Exercise details:
Using the data beneath this instruction, retype only the lines from the one that contains "Target: decorative frieze band" down to the one that contains "point(128, 273)", both included, exactly as they appear.

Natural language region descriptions
[Start of section]
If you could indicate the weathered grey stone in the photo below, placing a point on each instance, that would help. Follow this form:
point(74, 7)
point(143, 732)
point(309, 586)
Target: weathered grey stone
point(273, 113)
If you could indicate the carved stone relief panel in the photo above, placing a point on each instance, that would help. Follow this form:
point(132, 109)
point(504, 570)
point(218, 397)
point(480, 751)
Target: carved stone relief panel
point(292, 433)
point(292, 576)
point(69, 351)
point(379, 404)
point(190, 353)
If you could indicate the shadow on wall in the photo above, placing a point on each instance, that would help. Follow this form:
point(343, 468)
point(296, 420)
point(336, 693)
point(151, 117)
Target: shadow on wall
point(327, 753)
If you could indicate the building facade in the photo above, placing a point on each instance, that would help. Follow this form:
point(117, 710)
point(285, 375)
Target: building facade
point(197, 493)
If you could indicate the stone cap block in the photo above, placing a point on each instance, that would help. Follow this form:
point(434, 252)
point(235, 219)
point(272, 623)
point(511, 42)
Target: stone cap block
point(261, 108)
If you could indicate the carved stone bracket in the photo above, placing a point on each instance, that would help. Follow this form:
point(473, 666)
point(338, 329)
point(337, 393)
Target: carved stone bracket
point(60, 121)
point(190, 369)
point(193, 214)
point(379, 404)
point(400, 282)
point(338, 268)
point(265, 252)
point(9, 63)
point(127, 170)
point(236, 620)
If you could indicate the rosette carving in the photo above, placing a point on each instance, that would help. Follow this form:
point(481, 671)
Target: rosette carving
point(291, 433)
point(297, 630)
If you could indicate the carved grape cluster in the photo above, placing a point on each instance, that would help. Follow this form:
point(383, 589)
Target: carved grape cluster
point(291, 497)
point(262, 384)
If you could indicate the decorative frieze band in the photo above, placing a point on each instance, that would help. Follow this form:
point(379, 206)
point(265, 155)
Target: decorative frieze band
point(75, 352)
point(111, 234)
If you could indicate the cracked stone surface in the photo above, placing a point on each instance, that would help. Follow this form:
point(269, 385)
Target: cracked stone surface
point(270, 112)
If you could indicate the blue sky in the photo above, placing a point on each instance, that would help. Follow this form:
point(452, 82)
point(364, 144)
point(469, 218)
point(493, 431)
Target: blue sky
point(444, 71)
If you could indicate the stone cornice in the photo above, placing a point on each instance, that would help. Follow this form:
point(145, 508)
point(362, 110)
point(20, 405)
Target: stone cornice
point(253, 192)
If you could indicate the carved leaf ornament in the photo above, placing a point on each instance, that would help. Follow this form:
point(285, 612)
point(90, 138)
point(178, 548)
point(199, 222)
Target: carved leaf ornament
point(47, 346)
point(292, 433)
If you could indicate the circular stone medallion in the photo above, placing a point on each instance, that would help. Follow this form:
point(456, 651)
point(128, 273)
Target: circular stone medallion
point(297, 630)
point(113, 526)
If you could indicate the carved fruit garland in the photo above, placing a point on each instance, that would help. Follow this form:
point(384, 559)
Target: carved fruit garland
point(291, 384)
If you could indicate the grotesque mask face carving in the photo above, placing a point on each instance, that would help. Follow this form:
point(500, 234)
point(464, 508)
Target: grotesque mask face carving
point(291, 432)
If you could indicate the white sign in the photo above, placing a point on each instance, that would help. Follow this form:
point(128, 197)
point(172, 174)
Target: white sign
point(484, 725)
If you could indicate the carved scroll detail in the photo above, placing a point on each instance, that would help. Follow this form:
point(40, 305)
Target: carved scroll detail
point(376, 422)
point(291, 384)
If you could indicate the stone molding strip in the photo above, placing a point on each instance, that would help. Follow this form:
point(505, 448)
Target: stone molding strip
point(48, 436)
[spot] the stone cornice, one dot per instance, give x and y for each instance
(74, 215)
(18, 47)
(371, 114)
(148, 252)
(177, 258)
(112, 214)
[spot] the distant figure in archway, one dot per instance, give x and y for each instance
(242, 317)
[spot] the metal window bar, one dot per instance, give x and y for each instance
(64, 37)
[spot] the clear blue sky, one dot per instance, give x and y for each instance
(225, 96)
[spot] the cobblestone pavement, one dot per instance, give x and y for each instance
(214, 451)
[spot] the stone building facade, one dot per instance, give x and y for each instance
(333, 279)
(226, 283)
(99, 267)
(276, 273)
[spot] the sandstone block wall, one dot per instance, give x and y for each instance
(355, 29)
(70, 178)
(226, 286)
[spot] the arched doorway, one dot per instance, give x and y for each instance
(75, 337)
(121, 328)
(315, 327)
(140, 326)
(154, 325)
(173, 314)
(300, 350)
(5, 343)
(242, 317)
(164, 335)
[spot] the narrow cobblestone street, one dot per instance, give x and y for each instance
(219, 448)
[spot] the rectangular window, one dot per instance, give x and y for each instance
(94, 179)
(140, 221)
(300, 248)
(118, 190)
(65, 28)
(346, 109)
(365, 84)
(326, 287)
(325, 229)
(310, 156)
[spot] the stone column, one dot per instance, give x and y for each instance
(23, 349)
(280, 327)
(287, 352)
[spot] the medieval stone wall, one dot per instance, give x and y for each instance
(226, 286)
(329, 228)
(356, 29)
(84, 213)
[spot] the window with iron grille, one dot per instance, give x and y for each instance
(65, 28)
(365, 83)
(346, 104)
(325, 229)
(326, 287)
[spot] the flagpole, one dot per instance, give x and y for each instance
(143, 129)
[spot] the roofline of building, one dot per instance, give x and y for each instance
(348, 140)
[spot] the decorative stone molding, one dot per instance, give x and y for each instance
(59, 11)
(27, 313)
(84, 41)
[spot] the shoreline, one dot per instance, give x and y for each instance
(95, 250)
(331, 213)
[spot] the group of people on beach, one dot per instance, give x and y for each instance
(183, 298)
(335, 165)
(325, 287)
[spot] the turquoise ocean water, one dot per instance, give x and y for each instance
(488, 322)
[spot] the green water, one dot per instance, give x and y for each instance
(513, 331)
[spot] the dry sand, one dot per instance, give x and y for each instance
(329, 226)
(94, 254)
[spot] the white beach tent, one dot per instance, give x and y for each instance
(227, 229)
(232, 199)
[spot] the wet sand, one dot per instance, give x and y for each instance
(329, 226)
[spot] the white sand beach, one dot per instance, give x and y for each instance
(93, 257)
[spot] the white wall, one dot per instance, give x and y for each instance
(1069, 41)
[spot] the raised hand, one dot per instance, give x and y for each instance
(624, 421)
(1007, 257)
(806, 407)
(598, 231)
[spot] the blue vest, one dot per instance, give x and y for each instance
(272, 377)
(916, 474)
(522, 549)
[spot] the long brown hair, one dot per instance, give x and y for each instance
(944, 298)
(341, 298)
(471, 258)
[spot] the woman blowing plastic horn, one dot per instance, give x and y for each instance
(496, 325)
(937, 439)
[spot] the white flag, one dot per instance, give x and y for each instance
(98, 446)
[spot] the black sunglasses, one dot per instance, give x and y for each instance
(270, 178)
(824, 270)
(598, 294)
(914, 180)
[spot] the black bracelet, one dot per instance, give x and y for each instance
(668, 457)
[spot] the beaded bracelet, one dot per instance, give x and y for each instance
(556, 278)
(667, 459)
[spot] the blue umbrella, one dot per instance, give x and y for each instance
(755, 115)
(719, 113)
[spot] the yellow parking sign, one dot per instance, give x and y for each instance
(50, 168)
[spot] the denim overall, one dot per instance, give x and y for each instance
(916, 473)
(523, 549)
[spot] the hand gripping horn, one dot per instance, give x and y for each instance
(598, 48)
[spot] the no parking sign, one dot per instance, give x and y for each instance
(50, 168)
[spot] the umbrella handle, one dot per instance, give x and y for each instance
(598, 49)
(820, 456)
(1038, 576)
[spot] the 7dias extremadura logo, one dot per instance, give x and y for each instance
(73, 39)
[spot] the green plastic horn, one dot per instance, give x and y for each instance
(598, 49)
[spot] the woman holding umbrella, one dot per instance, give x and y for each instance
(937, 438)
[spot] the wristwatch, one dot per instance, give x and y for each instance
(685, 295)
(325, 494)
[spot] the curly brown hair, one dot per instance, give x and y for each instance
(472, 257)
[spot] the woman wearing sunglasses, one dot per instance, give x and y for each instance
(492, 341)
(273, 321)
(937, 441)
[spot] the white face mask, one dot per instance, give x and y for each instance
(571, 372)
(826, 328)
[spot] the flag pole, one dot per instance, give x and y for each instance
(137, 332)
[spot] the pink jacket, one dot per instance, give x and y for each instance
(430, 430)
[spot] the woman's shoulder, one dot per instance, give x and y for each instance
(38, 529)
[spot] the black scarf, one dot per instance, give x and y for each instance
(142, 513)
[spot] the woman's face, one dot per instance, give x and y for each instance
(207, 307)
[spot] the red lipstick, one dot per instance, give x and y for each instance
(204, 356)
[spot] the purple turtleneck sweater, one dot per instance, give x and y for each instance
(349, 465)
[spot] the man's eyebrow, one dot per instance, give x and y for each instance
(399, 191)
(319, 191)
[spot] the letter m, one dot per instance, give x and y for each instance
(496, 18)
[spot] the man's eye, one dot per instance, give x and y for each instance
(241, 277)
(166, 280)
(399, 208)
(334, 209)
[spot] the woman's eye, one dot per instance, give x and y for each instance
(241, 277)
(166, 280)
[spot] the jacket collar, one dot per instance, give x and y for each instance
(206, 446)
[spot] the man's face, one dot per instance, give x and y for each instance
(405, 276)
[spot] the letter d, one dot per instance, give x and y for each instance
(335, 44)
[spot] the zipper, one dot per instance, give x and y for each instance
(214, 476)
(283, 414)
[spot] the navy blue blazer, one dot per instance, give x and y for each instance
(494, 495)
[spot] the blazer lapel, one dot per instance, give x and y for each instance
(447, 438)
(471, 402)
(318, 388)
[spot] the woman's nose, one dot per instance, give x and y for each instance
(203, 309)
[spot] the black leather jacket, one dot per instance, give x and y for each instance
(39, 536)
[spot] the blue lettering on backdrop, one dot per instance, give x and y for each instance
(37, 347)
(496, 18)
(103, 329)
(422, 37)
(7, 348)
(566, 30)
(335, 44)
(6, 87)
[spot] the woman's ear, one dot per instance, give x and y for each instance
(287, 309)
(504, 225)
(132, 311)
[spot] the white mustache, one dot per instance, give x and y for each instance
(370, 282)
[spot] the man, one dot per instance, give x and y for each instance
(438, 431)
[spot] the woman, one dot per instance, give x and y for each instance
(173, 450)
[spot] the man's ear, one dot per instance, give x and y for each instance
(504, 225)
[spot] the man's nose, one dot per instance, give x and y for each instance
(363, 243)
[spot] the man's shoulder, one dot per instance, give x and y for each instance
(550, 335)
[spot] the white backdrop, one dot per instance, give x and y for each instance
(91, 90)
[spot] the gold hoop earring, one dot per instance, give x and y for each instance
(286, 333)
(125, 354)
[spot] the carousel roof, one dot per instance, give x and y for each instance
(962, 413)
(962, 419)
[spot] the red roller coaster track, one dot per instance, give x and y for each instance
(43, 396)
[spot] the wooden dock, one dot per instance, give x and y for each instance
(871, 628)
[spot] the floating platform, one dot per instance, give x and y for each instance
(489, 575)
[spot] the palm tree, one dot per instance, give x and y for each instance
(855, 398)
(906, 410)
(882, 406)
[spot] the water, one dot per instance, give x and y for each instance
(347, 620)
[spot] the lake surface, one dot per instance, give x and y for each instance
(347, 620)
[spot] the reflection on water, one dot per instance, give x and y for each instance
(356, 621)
[End of section]
Solution for this problem:
Target: decorative frieze band
point(75, 352)
point(111, 234)
If you could indicate the cracked stone surface in the photo above, placing a point on each instance, that would help. Follow this form:
point(269, 385)
Target: cracked stone surface
point(270, 112)
If you could indicate the blue sky in the photo above, placing a point on each instance, that would help. Follow this form:
point(452, 82)
point(364, 144)
point(469, 218)
point(493, 431)
Target: blue sky
point(444, 71)
If you could indicate the stone cornice in the photo above, placing a point on each instance, that would help. Follow this form:
point(145, 508)
point(362, 110)
point(20, 405)
Target: stone cornice
point(253, 192)
If you could indicate the carved leaf ornament in the photo above, placing a point on each instance, that would help. Follow this form:
point(285, 612)
point(90, 138)
point(178, 548)
point(199, 222)
Target: carved leaf ornament
point(47, 346)
point(292, 433)
If you could indicate the circular stone medallion in the photo above, placing a point on each instance, that would help. Follow this form:
point(456, 651)
point(128, 273)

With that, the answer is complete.